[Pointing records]
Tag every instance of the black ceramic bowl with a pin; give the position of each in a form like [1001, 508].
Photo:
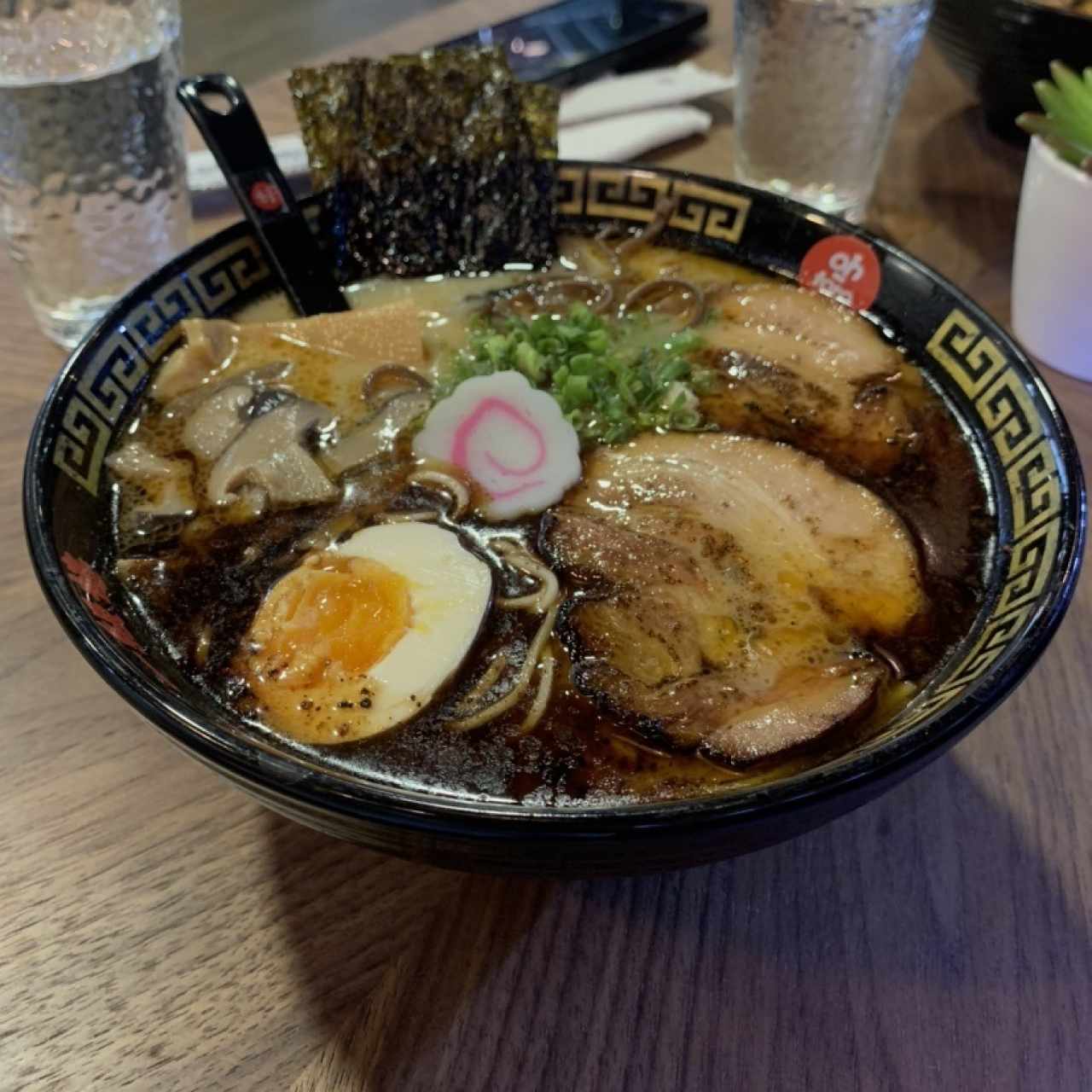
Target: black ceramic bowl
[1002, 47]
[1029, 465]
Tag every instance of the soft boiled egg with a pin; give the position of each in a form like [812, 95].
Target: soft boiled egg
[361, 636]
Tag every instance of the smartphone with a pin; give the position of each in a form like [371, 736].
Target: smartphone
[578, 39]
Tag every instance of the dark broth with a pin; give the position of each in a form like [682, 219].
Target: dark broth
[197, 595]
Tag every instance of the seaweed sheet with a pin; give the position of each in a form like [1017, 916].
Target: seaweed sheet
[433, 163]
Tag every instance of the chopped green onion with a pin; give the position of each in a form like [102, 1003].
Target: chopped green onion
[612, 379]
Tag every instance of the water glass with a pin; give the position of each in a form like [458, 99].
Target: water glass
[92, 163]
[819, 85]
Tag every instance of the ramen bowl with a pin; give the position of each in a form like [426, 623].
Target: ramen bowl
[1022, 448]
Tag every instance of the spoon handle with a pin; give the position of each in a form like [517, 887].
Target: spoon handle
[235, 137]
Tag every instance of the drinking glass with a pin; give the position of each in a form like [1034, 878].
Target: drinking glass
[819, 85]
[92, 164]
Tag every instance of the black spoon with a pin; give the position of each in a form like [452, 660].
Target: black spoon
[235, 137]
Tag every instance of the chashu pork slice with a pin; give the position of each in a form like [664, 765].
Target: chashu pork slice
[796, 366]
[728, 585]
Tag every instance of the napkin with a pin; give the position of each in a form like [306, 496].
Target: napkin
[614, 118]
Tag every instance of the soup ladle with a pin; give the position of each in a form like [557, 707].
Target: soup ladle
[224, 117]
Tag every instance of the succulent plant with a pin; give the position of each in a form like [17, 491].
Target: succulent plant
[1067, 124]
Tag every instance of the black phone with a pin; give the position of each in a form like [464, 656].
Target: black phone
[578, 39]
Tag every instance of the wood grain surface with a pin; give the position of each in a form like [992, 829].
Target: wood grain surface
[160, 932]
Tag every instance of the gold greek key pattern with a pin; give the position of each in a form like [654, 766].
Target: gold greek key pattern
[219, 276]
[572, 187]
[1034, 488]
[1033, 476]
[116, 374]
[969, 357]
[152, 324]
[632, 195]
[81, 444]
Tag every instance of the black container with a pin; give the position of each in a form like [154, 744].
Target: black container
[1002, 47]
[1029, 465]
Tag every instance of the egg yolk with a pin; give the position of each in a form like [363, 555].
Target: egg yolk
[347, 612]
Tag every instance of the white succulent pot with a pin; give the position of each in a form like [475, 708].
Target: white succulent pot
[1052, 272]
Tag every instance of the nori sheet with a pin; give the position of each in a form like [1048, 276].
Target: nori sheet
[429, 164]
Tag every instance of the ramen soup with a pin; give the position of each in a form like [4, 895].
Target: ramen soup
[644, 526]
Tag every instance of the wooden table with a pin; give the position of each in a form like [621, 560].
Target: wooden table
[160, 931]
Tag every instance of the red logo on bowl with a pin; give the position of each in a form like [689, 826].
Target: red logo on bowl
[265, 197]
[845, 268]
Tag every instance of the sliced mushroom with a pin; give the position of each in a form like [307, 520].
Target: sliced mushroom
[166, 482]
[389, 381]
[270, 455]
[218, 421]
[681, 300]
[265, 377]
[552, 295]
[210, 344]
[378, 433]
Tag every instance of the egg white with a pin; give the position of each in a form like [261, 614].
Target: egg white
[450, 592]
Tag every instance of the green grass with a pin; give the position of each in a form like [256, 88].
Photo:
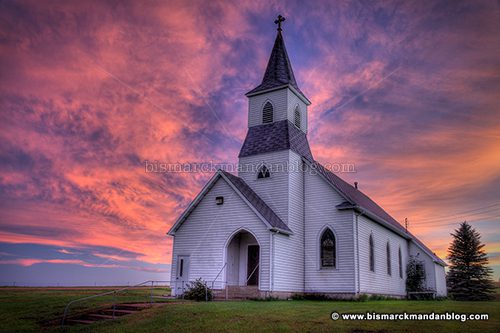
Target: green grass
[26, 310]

...

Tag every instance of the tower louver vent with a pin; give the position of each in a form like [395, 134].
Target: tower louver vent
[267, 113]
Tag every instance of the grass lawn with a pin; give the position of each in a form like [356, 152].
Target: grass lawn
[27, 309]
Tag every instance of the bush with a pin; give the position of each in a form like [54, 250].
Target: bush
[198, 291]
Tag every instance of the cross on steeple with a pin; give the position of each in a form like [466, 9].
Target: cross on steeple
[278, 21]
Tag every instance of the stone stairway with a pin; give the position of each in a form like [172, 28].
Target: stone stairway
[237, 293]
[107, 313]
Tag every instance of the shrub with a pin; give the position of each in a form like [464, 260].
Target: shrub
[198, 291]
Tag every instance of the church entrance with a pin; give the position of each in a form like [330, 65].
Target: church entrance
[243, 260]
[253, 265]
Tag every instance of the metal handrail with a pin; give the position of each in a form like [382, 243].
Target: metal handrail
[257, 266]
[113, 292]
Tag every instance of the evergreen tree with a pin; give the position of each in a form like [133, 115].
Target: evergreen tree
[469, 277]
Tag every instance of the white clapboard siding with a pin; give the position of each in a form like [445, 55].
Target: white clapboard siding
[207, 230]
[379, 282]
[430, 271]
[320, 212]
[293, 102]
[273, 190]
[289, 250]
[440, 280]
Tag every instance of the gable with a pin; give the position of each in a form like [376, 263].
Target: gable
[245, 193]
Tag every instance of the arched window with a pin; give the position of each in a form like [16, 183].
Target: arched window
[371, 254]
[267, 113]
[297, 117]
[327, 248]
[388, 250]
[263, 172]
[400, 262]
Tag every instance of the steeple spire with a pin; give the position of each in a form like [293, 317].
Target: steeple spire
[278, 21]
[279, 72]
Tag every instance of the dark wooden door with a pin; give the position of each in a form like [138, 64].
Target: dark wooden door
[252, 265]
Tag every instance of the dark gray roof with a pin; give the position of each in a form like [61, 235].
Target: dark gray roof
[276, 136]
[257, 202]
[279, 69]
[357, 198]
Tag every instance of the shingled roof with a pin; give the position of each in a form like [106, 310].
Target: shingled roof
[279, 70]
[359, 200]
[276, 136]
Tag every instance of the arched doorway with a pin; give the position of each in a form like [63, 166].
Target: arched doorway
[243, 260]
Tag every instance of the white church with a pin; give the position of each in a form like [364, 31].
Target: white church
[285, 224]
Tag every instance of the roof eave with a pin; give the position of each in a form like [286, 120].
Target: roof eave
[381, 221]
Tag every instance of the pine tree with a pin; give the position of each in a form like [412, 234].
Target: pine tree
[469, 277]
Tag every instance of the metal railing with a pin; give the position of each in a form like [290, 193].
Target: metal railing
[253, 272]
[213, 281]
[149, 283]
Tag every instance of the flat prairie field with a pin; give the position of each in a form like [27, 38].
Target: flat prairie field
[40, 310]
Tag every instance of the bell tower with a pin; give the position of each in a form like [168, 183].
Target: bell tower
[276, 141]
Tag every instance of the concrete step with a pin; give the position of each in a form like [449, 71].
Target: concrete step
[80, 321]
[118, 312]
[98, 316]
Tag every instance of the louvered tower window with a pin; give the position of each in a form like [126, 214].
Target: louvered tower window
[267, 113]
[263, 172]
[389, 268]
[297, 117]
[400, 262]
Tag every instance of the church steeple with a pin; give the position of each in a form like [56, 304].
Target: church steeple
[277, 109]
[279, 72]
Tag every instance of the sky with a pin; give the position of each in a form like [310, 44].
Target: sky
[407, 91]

* * *

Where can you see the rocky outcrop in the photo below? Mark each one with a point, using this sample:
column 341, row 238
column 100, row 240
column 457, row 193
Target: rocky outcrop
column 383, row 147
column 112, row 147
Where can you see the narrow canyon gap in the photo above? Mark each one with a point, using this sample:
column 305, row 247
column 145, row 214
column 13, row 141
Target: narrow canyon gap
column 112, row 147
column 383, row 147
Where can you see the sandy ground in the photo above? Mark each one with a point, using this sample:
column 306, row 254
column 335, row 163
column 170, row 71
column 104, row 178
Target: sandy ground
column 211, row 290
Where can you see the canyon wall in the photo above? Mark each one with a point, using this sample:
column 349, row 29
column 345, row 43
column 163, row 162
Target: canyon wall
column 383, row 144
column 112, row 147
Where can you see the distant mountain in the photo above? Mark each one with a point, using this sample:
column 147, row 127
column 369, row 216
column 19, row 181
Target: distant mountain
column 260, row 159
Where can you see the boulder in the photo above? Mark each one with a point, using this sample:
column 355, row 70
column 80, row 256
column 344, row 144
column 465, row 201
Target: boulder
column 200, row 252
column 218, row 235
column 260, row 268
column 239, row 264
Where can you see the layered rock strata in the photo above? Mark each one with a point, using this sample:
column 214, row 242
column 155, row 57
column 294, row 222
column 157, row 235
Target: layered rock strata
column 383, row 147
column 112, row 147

● **WRITTEN INSTRUCTION**: Pull out every line of the data above that contains the string "chopped", copying each one in full.

● **WRITTEN REPLY**:
Tag every instance of the chopped green onion with a pin; give the position of each in a form like [102, 1003].
Target: chopped green onion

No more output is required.